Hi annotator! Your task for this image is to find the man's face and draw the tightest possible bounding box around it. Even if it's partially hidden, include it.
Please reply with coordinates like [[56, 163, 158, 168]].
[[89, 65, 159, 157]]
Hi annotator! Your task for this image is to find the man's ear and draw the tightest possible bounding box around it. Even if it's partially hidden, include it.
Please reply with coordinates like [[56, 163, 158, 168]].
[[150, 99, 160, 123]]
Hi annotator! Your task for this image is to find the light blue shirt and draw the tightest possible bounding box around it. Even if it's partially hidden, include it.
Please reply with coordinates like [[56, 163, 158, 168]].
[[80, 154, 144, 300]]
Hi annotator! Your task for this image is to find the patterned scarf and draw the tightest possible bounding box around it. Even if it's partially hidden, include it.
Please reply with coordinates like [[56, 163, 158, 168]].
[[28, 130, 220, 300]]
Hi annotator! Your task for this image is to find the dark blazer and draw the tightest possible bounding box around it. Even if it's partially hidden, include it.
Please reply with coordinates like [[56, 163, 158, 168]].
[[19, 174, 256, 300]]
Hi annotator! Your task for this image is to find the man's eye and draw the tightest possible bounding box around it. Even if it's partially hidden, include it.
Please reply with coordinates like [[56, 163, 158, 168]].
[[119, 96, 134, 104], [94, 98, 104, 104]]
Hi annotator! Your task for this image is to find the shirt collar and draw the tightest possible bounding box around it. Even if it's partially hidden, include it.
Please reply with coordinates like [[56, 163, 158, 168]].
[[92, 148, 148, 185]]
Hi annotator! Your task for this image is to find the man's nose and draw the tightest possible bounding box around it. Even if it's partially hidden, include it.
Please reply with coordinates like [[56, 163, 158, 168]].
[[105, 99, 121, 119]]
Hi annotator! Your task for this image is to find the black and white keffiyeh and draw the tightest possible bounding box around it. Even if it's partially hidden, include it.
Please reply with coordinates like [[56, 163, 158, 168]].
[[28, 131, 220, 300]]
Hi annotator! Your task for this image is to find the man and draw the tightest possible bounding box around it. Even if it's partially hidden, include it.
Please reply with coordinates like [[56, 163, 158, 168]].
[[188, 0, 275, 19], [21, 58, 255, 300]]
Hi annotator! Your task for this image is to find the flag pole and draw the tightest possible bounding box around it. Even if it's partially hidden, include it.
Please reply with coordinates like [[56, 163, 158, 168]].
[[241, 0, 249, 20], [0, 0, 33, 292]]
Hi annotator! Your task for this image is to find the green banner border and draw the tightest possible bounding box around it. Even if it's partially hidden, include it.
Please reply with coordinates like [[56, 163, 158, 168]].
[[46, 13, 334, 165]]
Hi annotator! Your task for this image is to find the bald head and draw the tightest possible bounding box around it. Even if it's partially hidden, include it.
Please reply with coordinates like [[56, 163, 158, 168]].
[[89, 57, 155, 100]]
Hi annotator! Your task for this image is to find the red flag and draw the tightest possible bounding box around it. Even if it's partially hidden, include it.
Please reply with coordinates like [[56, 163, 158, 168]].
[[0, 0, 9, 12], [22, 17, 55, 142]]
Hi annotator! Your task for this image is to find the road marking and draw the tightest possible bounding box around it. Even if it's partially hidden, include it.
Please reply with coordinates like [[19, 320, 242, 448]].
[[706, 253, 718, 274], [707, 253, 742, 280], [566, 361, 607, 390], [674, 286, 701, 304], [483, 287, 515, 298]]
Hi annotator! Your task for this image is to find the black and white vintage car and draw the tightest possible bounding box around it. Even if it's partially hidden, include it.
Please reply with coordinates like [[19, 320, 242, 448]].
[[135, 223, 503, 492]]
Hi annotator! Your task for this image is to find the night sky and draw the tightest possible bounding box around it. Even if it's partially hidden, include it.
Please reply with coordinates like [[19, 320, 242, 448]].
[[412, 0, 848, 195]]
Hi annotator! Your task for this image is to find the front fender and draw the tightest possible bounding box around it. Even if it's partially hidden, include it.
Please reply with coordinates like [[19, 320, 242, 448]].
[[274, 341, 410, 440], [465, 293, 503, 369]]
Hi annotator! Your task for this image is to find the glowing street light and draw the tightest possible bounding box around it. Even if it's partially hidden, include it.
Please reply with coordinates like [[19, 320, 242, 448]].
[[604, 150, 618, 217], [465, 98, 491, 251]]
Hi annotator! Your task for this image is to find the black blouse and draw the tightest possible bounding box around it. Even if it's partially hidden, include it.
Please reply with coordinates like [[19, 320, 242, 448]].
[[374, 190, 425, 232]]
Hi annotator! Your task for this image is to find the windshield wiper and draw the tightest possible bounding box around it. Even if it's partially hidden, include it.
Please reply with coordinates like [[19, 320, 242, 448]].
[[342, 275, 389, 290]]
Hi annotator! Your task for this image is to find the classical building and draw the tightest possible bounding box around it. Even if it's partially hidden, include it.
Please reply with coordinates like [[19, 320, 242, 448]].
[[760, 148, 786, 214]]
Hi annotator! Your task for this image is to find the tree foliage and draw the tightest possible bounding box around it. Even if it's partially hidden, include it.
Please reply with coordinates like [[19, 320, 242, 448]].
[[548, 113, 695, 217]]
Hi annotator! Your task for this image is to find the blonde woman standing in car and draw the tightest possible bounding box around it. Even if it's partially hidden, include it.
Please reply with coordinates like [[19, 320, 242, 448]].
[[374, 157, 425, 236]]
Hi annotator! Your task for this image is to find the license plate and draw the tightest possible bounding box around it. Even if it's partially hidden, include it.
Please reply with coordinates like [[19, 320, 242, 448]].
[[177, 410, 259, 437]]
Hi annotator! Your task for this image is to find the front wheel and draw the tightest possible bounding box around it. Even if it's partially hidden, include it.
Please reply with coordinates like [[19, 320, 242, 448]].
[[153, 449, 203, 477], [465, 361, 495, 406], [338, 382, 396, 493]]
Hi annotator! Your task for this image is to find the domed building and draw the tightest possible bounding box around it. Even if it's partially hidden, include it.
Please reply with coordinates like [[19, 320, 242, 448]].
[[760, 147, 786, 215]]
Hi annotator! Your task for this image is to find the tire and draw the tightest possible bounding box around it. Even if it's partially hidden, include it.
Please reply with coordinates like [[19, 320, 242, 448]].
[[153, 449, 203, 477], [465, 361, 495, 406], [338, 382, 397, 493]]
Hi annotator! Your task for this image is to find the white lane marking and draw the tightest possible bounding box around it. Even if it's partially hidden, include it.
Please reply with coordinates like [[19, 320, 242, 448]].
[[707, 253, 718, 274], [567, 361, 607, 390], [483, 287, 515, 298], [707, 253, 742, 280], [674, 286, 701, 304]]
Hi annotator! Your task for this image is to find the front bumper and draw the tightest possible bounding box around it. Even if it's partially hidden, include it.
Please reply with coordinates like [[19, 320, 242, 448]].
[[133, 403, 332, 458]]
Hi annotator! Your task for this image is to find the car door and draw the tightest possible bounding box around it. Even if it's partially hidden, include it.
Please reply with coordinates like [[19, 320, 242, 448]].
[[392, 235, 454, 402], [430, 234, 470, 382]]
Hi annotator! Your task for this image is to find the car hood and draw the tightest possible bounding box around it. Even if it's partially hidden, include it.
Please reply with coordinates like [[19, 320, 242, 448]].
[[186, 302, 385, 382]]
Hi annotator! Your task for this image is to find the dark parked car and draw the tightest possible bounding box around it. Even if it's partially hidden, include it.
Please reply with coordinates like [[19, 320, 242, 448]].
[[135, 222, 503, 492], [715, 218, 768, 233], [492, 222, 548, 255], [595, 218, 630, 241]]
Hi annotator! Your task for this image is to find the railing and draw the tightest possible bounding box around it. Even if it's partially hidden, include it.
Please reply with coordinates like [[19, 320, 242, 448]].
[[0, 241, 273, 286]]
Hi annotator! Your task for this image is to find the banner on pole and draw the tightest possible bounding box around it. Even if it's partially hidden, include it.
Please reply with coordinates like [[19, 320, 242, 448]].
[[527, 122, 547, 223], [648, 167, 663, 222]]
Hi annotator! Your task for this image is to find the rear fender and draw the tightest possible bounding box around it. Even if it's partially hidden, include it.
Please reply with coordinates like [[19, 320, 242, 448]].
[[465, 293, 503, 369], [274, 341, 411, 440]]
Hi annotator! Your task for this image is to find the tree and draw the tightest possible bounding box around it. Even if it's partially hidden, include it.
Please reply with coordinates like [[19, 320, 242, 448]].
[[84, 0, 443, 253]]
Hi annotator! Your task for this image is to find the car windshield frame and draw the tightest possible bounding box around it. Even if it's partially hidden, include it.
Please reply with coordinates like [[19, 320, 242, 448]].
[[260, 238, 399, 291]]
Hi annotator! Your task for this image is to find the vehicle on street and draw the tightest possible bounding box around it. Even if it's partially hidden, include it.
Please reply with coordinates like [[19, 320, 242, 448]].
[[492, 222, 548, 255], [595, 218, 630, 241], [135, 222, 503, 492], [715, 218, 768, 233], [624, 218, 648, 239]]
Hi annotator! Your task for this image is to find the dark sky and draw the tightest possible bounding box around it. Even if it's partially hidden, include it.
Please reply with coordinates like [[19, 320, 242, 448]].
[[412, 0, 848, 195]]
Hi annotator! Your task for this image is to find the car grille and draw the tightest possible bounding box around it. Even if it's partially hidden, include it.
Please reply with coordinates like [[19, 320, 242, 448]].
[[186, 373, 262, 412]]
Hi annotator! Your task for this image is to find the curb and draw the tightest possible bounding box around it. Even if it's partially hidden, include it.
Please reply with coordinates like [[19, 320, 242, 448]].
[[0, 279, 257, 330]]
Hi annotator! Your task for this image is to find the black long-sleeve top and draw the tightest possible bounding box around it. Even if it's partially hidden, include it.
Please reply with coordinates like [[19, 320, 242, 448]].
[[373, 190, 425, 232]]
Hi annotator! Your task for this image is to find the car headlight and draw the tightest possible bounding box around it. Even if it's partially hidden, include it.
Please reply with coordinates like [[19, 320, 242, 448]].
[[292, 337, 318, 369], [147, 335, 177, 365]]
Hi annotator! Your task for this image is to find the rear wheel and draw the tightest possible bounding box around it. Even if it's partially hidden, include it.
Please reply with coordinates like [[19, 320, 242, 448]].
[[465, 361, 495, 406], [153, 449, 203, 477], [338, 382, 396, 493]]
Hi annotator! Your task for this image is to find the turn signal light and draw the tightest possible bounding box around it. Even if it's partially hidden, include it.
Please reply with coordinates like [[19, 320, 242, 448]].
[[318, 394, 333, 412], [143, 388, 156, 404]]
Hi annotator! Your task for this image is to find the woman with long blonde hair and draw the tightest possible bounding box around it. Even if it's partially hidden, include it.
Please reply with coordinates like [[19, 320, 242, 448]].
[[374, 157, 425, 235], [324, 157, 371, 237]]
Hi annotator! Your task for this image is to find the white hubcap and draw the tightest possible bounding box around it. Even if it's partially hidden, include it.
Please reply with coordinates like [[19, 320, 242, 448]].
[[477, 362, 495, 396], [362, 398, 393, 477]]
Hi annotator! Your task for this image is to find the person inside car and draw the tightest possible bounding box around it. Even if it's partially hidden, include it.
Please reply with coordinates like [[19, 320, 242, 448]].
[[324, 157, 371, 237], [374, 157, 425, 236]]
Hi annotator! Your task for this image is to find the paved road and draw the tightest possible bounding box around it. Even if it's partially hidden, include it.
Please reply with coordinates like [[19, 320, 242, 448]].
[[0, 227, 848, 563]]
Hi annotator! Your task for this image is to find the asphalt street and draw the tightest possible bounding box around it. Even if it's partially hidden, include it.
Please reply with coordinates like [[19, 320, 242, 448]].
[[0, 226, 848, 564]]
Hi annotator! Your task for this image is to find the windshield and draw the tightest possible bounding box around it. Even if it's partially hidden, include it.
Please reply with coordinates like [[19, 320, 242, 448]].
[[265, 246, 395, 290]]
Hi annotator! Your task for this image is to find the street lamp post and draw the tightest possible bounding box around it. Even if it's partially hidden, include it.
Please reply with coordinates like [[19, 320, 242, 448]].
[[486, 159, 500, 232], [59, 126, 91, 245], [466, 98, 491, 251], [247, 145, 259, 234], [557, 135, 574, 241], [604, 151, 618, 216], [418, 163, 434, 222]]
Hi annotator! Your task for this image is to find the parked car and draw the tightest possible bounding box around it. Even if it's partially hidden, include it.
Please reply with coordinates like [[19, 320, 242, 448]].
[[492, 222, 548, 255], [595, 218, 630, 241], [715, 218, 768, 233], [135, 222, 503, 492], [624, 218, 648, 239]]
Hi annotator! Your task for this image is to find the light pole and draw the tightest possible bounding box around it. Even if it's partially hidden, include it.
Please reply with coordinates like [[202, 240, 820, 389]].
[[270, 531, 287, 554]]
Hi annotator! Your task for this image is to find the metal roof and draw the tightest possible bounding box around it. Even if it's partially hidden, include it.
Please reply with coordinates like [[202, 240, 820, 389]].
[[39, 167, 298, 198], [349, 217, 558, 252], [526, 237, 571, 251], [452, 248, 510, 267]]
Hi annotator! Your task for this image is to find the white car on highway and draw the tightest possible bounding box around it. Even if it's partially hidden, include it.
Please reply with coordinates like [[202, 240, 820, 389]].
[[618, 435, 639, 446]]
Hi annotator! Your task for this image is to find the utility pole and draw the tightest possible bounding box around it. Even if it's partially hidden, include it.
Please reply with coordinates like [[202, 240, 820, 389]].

----------

Reproduce the data word for word, from the line containing "the light pole" through the final line of the data, both included.

**Output for this exercise**
Hi annotator! Your task for this image is to find the light pole and draw the tightest possible bounding box around it. Even if it's partially hidden, include it.
Please reply with coordinates like [[202, 240, 820, 389]].
[[270, 531, 287, 554]]
Hi annotator! Your task for this image is to find the metal roof and draw the tightest possible bounding box around it. Even if it's partially hidden, include it.
Please reply with coordinates like [[202, 240, 820, 389]].
[[39, 167, 298, 198], [349, 217, 558, 252], [526, 237, 571, 251], [452, 248, 510, 267]]
Hi annotator! Your task for this image is to find the white car on highway and draw the tightest possible bounding box around it. Even if it's partially hidden, include it.
Please reply with coordinates like [[202, 240, 820, 389]].
[[618, 435, 639, 446]]
Hi annotator! Your task for this image is to find the utility pole and draw the tightest possible bounding box around it. Even if it's partially hidden, include it.
Please reply with coordinates like [[202, 240, 820, 389]].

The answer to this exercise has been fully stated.